%%

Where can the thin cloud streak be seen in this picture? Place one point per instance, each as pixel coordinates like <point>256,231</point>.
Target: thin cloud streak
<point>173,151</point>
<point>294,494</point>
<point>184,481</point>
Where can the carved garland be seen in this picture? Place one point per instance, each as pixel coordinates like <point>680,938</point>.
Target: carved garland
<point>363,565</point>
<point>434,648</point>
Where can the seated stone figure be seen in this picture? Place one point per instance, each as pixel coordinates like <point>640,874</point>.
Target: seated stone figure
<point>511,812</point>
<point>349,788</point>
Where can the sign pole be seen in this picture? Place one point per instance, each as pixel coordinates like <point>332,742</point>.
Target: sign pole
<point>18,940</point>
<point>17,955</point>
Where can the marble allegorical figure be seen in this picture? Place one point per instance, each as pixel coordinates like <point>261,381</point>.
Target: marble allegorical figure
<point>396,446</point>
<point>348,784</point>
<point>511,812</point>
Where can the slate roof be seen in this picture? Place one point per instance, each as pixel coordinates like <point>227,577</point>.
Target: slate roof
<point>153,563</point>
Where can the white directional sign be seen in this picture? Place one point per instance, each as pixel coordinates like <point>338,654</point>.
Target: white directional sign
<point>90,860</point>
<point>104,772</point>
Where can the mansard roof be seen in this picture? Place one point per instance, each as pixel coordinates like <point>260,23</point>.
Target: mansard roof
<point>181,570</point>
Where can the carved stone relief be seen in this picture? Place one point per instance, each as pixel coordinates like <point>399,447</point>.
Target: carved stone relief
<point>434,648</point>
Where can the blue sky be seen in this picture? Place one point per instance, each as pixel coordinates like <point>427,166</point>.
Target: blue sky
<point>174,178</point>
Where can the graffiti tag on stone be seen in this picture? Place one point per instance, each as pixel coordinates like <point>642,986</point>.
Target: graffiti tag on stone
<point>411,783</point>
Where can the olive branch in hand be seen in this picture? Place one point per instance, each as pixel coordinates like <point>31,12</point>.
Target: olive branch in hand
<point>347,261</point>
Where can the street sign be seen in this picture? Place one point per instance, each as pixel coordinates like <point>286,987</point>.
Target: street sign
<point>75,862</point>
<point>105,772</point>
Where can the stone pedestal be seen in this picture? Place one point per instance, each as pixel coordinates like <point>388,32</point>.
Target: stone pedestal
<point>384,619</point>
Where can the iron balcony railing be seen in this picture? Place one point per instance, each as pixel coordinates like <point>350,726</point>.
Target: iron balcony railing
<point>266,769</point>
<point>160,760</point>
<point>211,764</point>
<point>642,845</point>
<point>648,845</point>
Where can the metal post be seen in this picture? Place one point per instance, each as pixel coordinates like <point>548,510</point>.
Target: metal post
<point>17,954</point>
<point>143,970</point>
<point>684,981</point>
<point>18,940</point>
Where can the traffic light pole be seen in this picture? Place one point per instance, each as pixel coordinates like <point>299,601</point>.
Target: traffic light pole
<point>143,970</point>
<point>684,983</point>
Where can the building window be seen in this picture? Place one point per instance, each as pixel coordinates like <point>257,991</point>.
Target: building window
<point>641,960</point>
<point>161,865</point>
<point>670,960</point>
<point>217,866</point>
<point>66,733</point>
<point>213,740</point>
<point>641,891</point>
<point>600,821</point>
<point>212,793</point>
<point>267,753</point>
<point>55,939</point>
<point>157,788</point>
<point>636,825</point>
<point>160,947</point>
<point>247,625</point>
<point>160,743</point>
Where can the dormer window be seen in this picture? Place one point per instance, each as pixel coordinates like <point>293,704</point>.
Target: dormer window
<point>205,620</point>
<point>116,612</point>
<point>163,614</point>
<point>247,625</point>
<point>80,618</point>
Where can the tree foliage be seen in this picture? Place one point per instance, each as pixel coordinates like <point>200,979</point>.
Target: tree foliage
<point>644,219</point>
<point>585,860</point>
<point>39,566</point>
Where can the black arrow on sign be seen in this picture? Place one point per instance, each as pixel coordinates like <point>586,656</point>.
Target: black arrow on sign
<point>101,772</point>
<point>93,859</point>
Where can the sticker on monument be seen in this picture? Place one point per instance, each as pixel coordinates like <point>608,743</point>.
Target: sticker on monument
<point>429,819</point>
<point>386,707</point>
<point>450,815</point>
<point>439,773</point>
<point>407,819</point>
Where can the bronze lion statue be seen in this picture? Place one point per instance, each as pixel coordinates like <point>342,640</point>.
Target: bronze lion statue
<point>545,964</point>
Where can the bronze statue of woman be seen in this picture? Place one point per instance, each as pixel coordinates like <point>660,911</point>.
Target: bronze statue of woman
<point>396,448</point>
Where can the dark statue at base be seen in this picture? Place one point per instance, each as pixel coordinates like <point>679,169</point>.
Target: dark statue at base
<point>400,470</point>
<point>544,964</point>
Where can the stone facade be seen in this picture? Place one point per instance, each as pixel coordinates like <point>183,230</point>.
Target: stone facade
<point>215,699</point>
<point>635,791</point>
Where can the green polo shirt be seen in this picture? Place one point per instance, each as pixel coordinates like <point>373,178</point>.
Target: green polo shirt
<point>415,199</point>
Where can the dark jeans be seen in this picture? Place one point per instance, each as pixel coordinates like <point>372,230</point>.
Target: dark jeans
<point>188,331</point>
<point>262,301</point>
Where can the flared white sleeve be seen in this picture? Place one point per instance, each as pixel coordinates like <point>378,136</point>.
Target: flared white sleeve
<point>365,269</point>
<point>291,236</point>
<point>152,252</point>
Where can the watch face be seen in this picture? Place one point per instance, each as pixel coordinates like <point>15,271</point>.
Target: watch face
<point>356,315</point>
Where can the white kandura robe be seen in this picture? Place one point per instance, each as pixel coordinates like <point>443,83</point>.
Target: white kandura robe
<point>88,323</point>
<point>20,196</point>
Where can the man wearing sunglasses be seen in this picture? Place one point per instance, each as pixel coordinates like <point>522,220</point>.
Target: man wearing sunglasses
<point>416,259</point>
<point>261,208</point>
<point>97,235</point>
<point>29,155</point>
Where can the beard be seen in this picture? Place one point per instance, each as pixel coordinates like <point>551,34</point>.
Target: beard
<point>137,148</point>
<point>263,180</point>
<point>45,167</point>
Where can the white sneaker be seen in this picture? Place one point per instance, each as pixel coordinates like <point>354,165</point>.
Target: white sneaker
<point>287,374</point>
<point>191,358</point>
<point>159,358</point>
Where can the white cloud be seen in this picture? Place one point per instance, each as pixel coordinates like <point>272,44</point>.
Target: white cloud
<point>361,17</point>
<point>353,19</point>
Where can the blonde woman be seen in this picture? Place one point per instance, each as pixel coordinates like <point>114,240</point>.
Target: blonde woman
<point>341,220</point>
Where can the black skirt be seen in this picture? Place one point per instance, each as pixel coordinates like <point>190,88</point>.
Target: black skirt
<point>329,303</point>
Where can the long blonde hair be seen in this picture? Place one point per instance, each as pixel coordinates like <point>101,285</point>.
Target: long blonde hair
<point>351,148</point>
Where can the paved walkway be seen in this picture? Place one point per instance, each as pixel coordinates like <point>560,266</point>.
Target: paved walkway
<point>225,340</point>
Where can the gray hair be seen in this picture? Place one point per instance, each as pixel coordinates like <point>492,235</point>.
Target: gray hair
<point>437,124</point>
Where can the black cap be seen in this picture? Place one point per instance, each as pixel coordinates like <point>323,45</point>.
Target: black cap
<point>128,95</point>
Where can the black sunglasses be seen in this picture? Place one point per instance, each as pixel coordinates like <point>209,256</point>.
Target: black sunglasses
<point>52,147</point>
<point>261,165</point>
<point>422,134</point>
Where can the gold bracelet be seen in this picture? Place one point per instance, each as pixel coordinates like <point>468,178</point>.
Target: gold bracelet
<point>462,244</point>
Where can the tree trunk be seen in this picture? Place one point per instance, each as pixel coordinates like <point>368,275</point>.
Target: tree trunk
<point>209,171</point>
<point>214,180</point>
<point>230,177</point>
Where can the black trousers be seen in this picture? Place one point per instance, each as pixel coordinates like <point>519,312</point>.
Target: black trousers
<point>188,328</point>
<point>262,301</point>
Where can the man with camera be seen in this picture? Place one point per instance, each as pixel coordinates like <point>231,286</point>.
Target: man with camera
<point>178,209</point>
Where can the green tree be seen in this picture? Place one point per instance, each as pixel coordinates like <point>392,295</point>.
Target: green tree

%%

→ Directions
The lines needed are the ones from the first line of the entries through the line that contains "Where can the seated", given again without any change.

→ Exercise answer
Where can the thin cloud streak be seen in this picture? Place one point per instance, each as pixel coordinates like <point>256,231</point>.
Target: thin cloud streak
<point>173,151</point>
<point>294,494</point>
<point>184,481</point>
Where can the carved garland be seen in this picture? Place one point per instance, each as pixel coordinates like <point>680,938</point>.
Target: carved garland
<point>363,565</point>
<point>434,648</point>
Where can the seated stone figure be seen in this picture? Place one point per instance, each as pixel coordinates like <point>640,874</point>.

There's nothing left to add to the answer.